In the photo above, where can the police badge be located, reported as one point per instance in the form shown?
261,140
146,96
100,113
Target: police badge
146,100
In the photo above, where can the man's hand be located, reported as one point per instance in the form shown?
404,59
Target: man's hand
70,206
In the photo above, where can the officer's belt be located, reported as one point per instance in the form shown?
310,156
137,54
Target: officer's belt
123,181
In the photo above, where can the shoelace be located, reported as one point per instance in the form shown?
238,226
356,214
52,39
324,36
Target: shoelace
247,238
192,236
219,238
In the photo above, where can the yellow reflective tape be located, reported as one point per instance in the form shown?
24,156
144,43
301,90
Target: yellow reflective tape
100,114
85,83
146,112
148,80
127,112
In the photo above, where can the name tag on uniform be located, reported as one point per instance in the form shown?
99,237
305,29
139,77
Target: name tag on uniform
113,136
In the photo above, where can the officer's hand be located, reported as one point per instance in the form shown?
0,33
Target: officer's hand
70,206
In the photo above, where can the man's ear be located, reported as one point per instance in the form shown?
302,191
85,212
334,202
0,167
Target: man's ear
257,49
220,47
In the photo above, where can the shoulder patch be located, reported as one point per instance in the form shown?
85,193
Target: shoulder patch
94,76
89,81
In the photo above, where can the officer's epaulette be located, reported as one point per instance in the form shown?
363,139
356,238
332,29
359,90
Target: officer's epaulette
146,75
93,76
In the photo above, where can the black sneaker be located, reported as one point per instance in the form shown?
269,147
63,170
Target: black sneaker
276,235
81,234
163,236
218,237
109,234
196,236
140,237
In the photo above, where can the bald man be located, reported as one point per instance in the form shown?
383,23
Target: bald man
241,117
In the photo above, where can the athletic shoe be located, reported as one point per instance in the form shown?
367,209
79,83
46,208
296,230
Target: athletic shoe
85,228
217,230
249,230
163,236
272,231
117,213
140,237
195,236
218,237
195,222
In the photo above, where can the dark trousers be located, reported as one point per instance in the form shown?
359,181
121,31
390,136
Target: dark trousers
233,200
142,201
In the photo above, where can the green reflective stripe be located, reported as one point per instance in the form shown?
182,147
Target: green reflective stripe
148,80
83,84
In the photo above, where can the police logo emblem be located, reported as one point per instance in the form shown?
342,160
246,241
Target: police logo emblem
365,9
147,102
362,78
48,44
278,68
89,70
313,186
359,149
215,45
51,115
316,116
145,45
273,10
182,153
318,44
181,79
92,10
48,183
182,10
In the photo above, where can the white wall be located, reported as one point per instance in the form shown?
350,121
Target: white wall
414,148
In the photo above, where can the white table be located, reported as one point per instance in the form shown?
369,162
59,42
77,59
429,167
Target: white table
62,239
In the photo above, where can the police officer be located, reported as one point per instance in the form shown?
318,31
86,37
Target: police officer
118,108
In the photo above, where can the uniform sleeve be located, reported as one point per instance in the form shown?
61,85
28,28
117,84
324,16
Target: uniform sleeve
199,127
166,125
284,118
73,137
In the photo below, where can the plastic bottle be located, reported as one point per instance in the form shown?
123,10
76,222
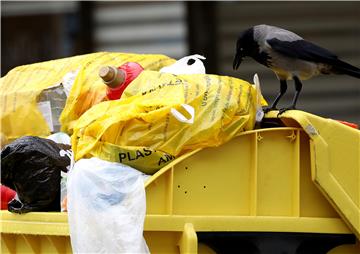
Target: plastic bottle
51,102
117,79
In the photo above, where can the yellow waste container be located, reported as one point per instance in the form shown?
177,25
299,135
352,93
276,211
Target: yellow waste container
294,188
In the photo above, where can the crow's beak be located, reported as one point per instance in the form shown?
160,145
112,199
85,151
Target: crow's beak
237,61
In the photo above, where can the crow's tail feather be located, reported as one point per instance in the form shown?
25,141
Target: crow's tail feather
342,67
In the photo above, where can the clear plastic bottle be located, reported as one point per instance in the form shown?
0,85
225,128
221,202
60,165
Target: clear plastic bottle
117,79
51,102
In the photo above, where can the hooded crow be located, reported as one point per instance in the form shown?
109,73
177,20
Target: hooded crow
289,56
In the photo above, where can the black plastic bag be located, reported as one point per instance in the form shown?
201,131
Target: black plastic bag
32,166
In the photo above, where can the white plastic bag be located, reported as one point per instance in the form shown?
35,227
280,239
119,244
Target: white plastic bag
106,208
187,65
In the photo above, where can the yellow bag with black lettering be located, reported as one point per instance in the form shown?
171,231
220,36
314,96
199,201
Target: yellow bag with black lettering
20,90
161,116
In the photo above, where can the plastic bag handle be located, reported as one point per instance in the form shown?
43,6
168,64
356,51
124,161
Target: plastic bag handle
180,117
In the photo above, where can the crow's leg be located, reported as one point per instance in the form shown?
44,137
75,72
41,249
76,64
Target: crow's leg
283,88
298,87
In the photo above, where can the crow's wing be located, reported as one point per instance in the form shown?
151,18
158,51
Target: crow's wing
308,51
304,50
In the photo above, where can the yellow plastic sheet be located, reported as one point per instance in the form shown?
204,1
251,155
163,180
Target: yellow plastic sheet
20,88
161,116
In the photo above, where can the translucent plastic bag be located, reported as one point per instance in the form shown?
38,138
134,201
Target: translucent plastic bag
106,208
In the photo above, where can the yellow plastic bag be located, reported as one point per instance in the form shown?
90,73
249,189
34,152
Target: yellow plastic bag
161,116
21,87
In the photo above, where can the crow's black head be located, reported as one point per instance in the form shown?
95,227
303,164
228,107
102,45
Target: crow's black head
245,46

* * *

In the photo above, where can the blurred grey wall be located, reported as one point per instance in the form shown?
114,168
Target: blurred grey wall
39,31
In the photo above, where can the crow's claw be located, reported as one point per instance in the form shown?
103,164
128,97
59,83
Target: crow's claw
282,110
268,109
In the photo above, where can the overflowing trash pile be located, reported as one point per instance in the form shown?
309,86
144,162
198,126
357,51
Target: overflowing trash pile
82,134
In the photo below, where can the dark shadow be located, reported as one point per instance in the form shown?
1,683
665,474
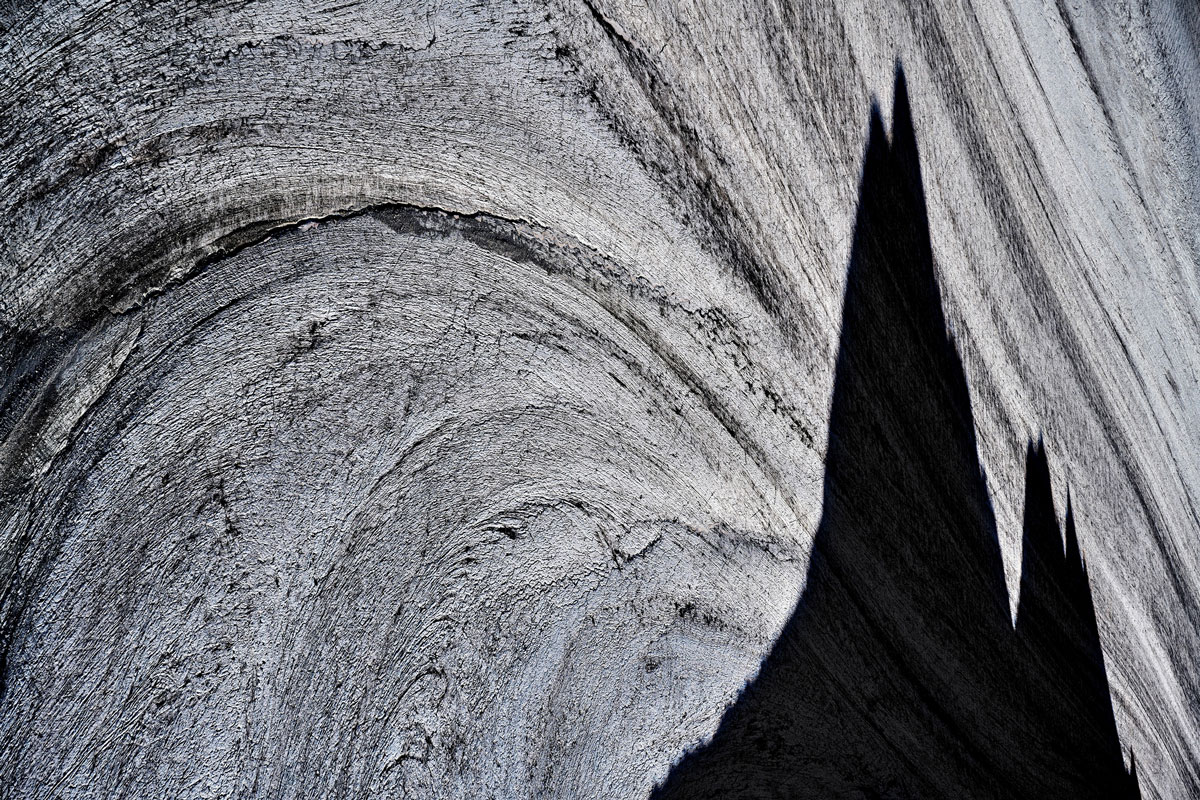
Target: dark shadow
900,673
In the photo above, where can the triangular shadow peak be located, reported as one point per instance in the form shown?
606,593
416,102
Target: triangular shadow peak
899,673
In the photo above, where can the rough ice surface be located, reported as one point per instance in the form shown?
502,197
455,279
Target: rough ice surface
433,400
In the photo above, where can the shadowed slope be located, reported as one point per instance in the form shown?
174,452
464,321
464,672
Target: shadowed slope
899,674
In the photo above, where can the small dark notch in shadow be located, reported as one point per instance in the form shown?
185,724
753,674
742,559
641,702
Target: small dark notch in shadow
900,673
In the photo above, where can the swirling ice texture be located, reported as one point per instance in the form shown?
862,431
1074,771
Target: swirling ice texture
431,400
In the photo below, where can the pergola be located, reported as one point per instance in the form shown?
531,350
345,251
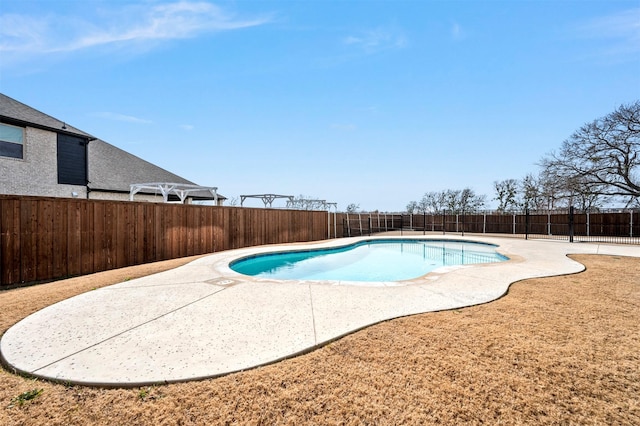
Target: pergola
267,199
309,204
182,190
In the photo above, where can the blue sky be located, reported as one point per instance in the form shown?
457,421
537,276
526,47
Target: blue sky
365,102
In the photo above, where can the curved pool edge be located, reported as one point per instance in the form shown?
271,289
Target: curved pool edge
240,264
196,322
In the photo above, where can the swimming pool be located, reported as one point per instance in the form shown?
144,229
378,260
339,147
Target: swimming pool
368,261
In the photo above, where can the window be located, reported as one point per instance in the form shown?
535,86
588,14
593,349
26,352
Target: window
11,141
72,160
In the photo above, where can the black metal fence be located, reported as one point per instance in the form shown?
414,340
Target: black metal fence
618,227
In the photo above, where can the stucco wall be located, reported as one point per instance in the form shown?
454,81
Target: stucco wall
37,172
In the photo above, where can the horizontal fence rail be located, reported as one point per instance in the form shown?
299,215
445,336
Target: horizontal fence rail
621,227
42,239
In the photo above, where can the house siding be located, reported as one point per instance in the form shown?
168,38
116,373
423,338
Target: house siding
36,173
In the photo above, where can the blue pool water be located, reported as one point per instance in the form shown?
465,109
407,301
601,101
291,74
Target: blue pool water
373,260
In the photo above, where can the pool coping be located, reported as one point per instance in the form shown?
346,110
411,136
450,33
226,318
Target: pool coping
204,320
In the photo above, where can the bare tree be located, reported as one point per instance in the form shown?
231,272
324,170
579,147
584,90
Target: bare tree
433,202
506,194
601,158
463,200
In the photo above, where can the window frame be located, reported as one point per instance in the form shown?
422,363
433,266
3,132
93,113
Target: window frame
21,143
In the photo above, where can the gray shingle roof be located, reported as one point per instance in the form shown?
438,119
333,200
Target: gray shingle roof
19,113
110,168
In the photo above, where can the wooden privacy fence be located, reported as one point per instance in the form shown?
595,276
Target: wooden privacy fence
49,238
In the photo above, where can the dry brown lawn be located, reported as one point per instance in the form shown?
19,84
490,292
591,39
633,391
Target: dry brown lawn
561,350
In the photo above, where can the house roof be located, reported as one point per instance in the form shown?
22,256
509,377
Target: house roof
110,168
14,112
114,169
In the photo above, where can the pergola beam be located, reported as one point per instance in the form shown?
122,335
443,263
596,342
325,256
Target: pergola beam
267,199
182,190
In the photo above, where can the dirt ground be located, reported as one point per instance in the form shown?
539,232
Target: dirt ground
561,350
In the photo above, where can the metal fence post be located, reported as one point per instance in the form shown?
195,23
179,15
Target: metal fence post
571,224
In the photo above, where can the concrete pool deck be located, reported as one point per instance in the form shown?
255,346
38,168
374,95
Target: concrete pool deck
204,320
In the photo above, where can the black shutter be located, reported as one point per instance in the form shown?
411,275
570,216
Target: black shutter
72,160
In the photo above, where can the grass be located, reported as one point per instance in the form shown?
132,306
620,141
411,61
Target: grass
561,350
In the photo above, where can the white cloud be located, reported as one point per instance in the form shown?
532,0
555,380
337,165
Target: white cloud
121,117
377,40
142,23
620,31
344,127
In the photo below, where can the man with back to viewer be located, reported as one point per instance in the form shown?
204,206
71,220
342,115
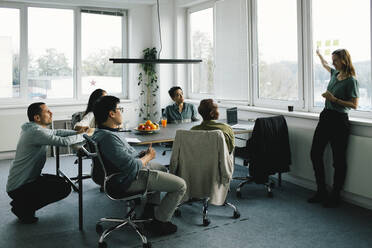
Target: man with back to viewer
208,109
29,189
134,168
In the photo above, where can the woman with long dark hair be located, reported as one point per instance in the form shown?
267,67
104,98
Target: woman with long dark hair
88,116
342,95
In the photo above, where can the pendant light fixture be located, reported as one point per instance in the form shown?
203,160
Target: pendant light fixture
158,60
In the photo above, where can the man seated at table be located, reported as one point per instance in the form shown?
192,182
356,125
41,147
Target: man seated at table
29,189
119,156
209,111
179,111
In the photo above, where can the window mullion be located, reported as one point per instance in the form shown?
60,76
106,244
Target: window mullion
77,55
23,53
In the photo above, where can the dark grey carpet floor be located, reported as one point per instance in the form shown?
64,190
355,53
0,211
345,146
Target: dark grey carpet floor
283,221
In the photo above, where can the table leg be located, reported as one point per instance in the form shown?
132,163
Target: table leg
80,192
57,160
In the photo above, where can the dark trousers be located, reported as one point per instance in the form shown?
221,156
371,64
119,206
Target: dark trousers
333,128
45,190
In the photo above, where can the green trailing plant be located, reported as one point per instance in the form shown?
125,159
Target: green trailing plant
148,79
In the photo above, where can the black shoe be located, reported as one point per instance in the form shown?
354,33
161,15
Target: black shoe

---

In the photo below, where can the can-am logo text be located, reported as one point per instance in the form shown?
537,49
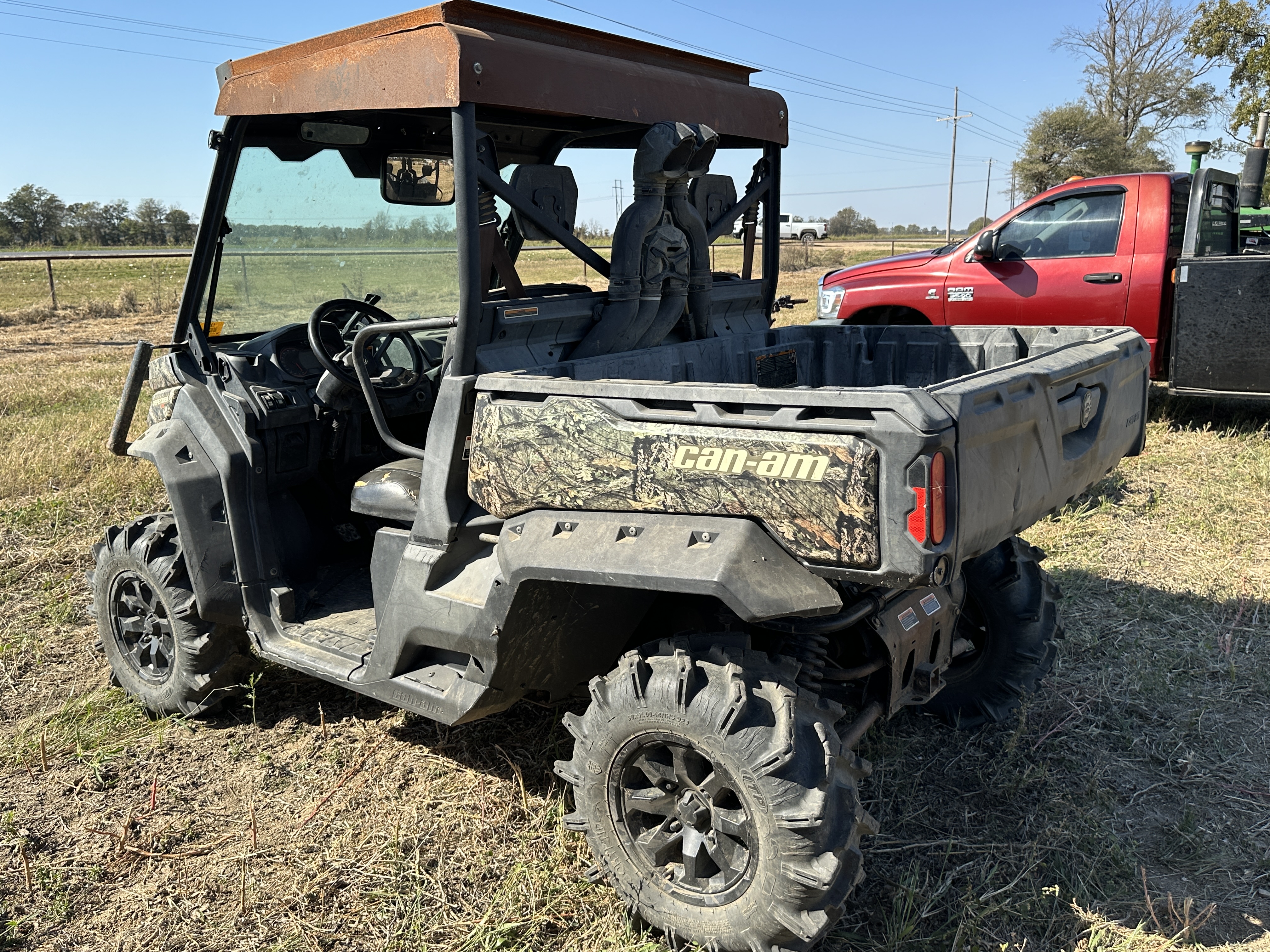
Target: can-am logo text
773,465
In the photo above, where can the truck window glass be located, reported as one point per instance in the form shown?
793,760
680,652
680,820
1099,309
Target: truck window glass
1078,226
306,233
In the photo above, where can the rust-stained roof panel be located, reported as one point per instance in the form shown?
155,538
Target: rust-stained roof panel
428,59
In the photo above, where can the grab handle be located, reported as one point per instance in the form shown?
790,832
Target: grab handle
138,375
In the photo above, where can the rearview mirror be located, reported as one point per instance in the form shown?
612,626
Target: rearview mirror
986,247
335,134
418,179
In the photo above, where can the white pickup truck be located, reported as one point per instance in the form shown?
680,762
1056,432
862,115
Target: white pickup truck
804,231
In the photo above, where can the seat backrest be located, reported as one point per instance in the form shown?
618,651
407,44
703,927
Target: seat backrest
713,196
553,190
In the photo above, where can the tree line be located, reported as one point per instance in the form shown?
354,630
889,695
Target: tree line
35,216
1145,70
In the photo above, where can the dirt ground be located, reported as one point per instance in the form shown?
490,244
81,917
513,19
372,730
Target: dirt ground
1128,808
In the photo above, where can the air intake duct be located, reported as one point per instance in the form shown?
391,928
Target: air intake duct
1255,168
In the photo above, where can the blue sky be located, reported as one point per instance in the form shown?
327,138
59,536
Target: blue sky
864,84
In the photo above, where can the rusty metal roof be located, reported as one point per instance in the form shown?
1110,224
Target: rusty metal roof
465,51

**TASK REQUIREMENTS:**
Report every line of the data in which "below" appears.

**COMPLETED TASK:**
In the photo below, where can the plastic bottle be located, reported as one point per instance in the form shown?
In the photo below, where can the dark shadow be located, reported as one point per instance in the form shown?
In the photo below, where can the pergola be located, reported as one point per instance in the form shown?
In the photo below, where can the man with back to viewer be located, reported as one point per instance in the form shown?
In the photo below, where can the can-am logo text be located, reported as one point per instance in the form shown?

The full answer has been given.